### Excerpted text ###

- Theatrical release poster
- Directed by: H. Bruce Humberstone
- Screenplay by: Robert Ellis Helen Logan
- Story by: Art Arthur Robert Harari
- Produced by: Milton Sperling
- Starring: Sonja Henie John Payne Milton Berle Glenn Miller Lynn Bari
- Cinematography: Edward Cronjager
- Edited by: James B. Clark
- Music by: David Buttolph Cyril J. Mockridge Emil Newman
- Production company: Twentieth Century Fox
- Distributed by: Twentieth Century Fox
- Release date: August 21, 1941;
- Running time: 86 minutes
- Country: United States
- Language: English
- Box office: $2.25 million (rentals)

= Sun Valley Serenade =

1941 film by H. Bruce Humberstone

Sun Valley Serenade is a 1941 American musical film directed by H. Bruce Humberstone and starring Sonja Henie, John Payne, Glenn Miller, Milton Berle, and Lynn Bari. It features music by the Glenn Miller Orchestra and dancing by the Nicholas Brothers. It also features Dorothy Dandridge, performing "Chattanooga Choo Choo", which was nominated for an Oscar for Best Song, was inducted into the Grammy Hall of Fame in 1996, and was awarded the first gold record for sales of 1.2 million. Studio 20th Century Fox re-released the film in 1946 and in 1954 to tie-in with the biopic The Glenn Miller Story.

###

• Problems to work on:
1. In the Sun Valley Serenade article, who performs "Chattanooga Choo Choo"?
2. Using the Sun Valley Serenade article, explain why the studio re-released the film in 1954.
3. Carry on the Sun Valley Serenade article from its last sentence.
The data after this point is separate from the film article.

### Source material ###

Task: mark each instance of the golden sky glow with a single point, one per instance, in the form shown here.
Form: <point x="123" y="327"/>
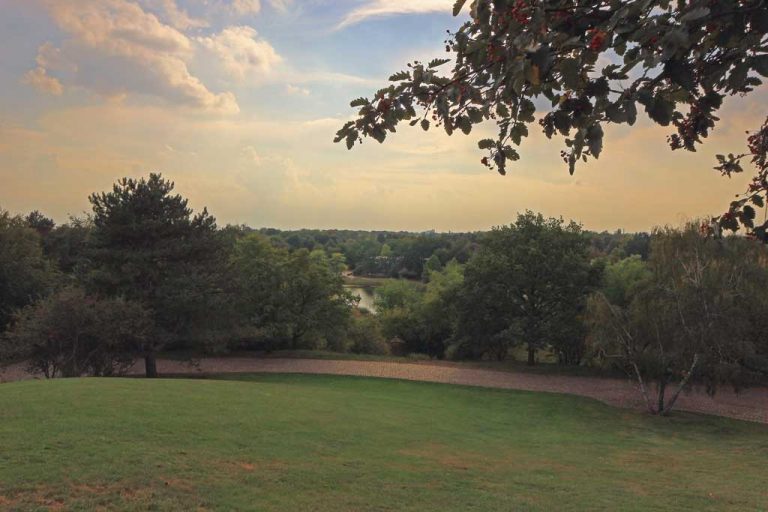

###

• Set of answers:
1. Dorothy Dandridge

2. 20th Century Fox re-released it in 1954 to tie in with the biopic The Glenn Miller Story.

3.
==Plot==
Ted Scott (John Payne) is a band pianist whose publicity manager decides that, for good press, the band should adopt a foreign refugee. The band goes to Ellis Island to meet the girl and soon discovers that the refugee is not a 10-year-old child, but a young woman, Karen Benson (Sonja Henie). The surprise comes right before the band is to travel to Sun Valley, Idaho, for a Christmas event. While on the ski slopes, Ted soon falls for Karen's inventive schemes to win the heart of her new sponsor, much to the chagrin of his girlfriend, Vivian Dawn (Lynn Bari), a soloist with the band. Vivian promptly quits the band out of jealousy, and Karen stages an elaborate ice show as a substitute.

==Cast==
- Sonja Henie as Karen Benson
- John Payne as Ted Scott
- Glenn Miller as Phil Corey
- Milton Berle as Jerome K. 'Nifty' Allen
- Lynn Bari as Vivian Dawn (singing voice by Pat Friday)
- Joan Davis as Miss Carstairs (charity collector at Sun Valley)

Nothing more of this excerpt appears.